**Extrait du document**:
- - - - -

Dégel diplomatique avec l’Union européenne

Felipe Perez Roque, ministre cubain des Affaires étrangères, estime que l'Union européenne a repris le chemin de la confrontation au lieu de celui du dialogue.(Photo : AFP)
Felipe Perez Roque, ministre cubain des Affaires étrangères, estime que l'Union européenne a repris le chemin de la confrontation au lieu de celui du dialogue.
(Photo : AFP)
Cuba a officiellement rétabli lundi ses contacts avec tous les pays de l’Union européenne. Une décision qui met fin à un an et demi de gel diplomatique entre La Havane et Bruxelles. Retour sur une lente reprise du dialogue, autour de la question des droits de l’homme.

De notre correspondante à La Havane

« A partir de cet instant, Cuba rétablit ses contacts officiels au niveau gouvernemental avec tous les pays de l’Union européenne », a annoncé lundi matin le ministre des Affaires étrangères cubain, Felipe Perez Roque, lors d’une allocution à la presse étrangère.

Une déclaration qui met un terme à un an et demi de gel diplomatique. « Gel » et non rupture, car les relations entre Cuba et l’Union européenne n’ont jamais été rompues à proprement parler : les ambassadeurs européens à La Havane sont restés présents dans l’île et leurs légations ont continué leur travail.

Mais ce travail s’est trouvé considérablement réduit : plus de conversations téléphoniques, formelles ou informelles, avec des fonctionnaires, plus de rencontres avec les responsables cubains, plus de présence cubaine officielle aux réceptions des ambassades, l’isolement en somme, pendant un an et demi —une situation inédite dans l’histoire de la diplomatie.

- - - - -

**Données fournies**:
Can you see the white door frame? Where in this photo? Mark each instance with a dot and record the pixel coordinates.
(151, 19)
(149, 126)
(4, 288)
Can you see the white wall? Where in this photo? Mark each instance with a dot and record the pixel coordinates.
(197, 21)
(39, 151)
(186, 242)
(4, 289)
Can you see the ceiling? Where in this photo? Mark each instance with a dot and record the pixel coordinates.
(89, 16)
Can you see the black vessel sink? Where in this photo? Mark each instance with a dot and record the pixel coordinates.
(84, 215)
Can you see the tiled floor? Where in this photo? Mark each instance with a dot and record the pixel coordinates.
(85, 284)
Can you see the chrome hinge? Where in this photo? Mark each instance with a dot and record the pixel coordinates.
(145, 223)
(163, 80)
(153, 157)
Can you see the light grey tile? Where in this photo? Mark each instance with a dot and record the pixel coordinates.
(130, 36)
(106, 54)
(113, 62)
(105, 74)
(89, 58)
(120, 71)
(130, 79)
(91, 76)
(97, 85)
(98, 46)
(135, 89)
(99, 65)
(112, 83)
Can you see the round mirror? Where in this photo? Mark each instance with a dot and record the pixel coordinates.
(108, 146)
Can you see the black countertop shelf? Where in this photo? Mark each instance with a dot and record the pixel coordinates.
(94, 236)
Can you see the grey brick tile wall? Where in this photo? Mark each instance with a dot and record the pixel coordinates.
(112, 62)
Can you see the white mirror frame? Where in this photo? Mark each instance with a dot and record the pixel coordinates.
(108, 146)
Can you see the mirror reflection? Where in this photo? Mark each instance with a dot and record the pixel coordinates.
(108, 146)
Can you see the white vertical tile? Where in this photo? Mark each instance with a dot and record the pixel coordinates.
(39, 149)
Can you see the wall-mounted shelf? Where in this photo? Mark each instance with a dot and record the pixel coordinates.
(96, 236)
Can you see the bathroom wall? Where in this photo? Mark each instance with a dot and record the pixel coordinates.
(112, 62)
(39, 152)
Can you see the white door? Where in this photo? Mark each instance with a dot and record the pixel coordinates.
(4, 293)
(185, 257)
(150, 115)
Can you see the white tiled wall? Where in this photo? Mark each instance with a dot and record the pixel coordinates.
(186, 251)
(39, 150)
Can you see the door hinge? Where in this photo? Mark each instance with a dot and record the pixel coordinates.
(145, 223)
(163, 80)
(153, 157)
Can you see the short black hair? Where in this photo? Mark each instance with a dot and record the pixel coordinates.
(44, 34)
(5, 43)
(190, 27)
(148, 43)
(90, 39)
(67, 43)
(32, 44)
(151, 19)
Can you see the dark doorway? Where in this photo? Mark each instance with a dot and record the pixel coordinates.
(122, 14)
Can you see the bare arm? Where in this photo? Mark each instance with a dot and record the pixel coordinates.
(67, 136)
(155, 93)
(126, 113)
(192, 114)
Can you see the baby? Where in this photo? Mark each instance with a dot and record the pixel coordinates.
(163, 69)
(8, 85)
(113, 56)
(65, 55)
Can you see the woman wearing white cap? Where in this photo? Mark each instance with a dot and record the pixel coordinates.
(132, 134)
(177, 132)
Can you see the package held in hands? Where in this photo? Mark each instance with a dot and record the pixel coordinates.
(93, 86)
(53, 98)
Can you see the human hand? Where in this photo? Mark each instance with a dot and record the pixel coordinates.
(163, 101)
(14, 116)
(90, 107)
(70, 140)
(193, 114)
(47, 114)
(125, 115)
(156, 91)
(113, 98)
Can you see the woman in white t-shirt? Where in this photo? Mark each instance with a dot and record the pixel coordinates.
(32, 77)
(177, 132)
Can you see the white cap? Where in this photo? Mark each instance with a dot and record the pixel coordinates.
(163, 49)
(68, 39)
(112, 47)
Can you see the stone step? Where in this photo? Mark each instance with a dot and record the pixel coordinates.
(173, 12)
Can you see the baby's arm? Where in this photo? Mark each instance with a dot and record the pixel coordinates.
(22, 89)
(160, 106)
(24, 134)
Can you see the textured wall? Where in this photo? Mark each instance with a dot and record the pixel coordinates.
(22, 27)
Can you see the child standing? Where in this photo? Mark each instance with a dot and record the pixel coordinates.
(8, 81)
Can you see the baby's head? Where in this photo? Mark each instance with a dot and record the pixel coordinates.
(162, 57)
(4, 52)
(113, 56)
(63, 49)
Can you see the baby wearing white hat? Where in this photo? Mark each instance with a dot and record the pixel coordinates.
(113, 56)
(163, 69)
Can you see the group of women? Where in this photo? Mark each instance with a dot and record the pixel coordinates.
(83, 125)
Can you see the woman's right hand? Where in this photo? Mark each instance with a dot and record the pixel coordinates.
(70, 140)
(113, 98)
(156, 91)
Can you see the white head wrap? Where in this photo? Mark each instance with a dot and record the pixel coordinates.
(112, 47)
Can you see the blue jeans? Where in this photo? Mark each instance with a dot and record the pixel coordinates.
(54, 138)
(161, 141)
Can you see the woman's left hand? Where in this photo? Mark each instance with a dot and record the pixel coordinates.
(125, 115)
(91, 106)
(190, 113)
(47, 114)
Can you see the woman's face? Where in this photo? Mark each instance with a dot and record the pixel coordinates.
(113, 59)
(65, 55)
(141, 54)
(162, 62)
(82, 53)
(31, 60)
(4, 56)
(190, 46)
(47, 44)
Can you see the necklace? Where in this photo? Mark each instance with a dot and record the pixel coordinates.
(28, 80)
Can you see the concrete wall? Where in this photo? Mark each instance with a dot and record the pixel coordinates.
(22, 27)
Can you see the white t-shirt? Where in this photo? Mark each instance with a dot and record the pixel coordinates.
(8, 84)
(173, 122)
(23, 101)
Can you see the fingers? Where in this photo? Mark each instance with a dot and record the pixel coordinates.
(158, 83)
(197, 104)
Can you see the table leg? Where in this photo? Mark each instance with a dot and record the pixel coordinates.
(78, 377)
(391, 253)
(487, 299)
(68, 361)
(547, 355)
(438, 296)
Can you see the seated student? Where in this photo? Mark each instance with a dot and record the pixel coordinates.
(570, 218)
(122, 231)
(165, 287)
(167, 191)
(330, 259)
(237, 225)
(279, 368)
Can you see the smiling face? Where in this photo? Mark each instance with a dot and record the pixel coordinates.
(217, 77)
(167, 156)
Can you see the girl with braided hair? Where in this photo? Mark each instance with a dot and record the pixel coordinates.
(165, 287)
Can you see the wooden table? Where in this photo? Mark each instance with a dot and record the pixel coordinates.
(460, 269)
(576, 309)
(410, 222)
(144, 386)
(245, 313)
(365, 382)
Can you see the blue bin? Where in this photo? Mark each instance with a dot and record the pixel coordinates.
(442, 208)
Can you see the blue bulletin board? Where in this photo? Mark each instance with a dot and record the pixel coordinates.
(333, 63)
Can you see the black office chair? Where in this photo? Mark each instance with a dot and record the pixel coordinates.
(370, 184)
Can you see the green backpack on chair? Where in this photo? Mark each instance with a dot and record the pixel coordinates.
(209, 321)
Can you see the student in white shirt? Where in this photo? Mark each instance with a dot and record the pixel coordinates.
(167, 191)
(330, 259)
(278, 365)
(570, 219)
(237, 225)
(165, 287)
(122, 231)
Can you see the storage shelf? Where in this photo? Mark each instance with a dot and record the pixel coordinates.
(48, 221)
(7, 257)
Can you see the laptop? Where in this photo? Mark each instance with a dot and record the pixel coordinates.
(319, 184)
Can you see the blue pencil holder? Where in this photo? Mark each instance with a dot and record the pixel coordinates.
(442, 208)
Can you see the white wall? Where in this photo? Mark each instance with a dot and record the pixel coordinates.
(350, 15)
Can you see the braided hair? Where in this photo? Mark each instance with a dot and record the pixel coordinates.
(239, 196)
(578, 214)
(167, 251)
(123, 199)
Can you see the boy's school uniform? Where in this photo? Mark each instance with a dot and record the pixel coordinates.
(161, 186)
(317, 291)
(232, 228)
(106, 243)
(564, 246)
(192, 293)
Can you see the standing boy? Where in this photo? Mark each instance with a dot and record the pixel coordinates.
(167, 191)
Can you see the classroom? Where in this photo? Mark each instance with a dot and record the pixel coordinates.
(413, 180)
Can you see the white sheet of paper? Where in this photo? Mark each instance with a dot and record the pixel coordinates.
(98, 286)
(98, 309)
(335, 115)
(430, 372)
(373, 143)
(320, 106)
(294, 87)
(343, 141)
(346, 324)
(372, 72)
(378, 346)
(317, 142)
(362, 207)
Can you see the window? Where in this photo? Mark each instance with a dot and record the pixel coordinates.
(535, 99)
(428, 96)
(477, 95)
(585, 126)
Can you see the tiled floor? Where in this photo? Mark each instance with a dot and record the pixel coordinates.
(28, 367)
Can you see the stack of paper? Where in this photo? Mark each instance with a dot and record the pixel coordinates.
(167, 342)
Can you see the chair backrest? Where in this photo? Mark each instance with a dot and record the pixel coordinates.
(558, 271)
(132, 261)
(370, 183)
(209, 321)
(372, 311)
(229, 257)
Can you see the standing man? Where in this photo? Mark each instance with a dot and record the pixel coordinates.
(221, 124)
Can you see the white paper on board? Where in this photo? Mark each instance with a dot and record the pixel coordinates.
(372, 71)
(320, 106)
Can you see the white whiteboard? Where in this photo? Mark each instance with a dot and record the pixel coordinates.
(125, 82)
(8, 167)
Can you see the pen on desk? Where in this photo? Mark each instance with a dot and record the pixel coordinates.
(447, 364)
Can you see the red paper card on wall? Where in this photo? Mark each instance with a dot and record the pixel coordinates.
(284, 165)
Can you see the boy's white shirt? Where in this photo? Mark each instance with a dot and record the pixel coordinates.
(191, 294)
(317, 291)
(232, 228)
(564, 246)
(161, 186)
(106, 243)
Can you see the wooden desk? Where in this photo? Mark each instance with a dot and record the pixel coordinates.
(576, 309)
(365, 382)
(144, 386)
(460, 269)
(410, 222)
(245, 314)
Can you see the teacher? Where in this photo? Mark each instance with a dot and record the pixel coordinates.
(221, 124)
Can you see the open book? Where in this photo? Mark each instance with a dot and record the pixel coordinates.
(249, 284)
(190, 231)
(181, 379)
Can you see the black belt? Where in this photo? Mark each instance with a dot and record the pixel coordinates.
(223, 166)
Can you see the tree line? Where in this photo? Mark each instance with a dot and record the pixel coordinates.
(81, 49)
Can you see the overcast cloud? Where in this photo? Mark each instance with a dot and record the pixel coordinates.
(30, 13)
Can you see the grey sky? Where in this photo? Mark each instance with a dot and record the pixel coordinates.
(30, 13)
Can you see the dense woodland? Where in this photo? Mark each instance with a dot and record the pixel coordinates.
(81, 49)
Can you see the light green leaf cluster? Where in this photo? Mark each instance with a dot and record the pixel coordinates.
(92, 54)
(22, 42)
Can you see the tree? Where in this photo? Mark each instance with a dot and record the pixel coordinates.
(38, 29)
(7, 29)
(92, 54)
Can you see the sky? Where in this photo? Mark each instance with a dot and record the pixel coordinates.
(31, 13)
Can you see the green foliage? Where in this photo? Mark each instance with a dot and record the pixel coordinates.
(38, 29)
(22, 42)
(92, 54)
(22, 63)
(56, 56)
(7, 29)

- - - - -

**Énoncé du problème**:
Recopiez mot pour mot l'intégralité de l'article sur le dégel diplomatique entre Cuba et l'Union européenne.

**Réponse finale**:
Dégel diplomatique avec l’Union européenne

Felipe Perez Roque, ministre cubain des Affaires étrangères, estime que l'Union européenne a repris le chemin de la confrontation au lieu de celui du dialogue.(Photo : AFP)
Felipe Perez Roque, ministre cubain des Affaires étrangères, estime que l'Union européenne a repris le chemin de la confrontation au lieu de celui du dialogue.
(Photo : AFP)
Cuba a officiellement rétabli lundi ses contacts avec tous les pays de l’Union européenne. Une décision qui met fin à un an et demi de gel diplomatique entre La Havane et Bruxelles. Retour sur une lente reprise du dialogue, autour de la question des droits de l’homme.

De notre correspondante à La Havane

« A partir de cet instant, Cuba rétablit ses contacts officiels au niveau gouvernemental avec tous les pays de l’Union européenne », a annoncé lundi matin le ministre des Affaires étrangères cubain, Felipe Perez Roque, lors d’une allocution à la presse étrangère.

Une déclaration qui met un terme à un an et demi de gel diplomatique. « Gel » et non rupture, car les relations entre Cuba et l’Union européenne n’ont jamais été rompues à proprement parler : les ambassadeurs européens à La Havane sont restés présents dans l’île et leurs légations ont continué leur travail.

Mais ce travail s’est trouvé considérablement réduit : plus de conversations téléphoniques, formelles ou informelles, avec des fonctionnaires, plus de rencontres avec les responsables cubains, plus de présence cubaine officielle aux réceptions des ambassades, l’isolement en somme, pendant un an et demi —une situation inédite dans l’histoire de la diplomatie.